◆ **Texte de lecture**:
_____

Mémorial bordelais, n° du 22 octobre 1846.
À l’aspect de cette ville où se concentre une grande partie du commerce français, où tant de puissantes facultés combinent des opérations lointaines et des entreprises dont la hardiesse nous étonne, je me disais : — Tout ce travail, toute cette activité, tout ce génie n’ont qu’un objet : accomplir les échanges de la nation française avec les autres nations, et je me demandais : — Ces échanges ne seraient-ils pas plus nombreux, s’ils étaient libres ? En d’autres termes, ces quais, ces magasins, ce port, ces bassins, ne seraient-ils pas bientôt trop étroits pour l’activité havraise s’exerçant en liberté ?
J’avoue que l’affirmative est si évidente à mes yeux, qu’elle ne me paraît pas susceptible de démonstration. Vous savez que les géomètres n’ont jamais pu prouver cet axiome sur lequel repose toute leur science : Le plus court chemin d’un point à un autre, c’est la ligne droite. De même, dire que les échanges seraient plus nombreux s’ils étaient libres, c’est énoncer une proposition plus claire que toutes celles qu’on pourrait faire servir à la démontrer.

_____

◆ **Extraits des données**:
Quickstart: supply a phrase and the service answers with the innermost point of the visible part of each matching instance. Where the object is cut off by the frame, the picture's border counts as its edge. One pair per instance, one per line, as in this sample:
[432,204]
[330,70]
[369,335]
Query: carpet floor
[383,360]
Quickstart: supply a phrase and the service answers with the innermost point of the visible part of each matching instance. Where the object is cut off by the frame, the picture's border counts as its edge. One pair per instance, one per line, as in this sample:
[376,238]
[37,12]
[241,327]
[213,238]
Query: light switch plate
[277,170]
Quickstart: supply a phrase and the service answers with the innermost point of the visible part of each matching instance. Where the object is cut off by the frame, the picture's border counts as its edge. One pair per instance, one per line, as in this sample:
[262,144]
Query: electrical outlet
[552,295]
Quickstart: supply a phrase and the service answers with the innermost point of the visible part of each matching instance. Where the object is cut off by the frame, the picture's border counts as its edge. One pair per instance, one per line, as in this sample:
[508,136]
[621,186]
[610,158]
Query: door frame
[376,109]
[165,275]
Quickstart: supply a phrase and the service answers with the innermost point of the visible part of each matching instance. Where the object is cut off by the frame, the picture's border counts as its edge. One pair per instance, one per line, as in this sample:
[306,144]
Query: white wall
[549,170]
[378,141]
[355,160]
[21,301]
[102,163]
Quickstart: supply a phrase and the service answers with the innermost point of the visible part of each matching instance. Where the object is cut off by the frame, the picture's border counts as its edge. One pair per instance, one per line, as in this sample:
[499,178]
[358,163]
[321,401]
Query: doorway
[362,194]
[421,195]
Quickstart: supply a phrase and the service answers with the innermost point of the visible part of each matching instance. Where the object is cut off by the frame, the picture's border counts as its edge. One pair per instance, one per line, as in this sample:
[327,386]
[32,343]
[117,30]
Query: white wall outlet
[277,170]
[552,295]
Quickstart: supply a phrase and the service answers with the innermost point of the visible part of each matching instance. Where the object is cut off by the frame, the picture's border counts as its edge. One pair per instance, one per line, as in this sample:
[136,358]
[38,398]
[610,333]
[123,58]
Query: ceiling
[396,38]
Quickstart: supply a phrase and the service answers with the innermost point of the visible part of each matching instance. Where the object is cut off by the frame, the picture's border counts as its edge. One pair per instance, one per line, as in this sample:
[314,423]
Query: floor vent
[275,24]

_____

◆ **Exercices écrits**:
A. Résumez en deux phrases le texte sur la liberté des échanges.
B. D'après le texte sur la liberté des échanges, quel axiome les géomètres n'ont-ils jamais pu prouver ?
C. Prolongez le texte sur la liberté des échanges à partir de sa dernière phrase.

◆ **Réponses ci-dessous**:
A. Devant une ville où se concentre une grande partie du commerce français, le texte constate que toute cette activité n'a pour objet que d'accomplir les échanges de la France avec les autres nations, et demande si ces échanges ne seraient pas plus nombreux s'ils étaient libres. La réponse affirmative y est jugée si évidente qu'elle ne paraît pas susceptible de démonstration, à la manière de l'axiome de la ligne droite que les géomètres n'ont jamais pu prouver.

B. Le plus court chemin d'un point à un autre, c'est la ligne droite.

C.
Et, de plus, je croirais manquer à toutes les convenances, si je m’avisais de venir exposer devant les négociants du Havre les inconvénients du régime protecteur. Ils me diraient sans doute : « Votre intervention est superflue ; l’expérience nous en apprend là-dessus plus que toutes les théories. Lisez les écrits émanés de notre Chambre de commerce ou de nos Commissions spéciales ; voyez l’esprit de nos journaux ; faites-vous raconter les efforts, les démarches de nos délégués auprès du Gouvernement et des Chambres, et vous resterez convaincu qu’ils ont toujours eu pour objet la liberté commerciale. »
Il ne s’agit donc point ici de dissertations économiques. Nous avons le même but ; tâchons de nous entendre sur les moyens de l’atteindre.
La première pensée qui se présente, c’est de laisser cette œuvre aux Chambres de commerce. Le législateur ne saurait, en effet, puiser à de meilleures sources les lumières dont il a besoin pour accomplir la réforme.
Cependant l’expérience a prouvé que l’action de ces corps est insuffisante. Il y a longtemps qu’ils réclament la modification du régime restrictif par les raisons les plus concluantes. Qu’ont-ils obtenu ? Rien. — Pourquoi ? Parce que des demandes en sens contraire émanent des classes agricole et manufacturière, qui, plus nombreuses, entraînent par leur poids les résolutions législatives.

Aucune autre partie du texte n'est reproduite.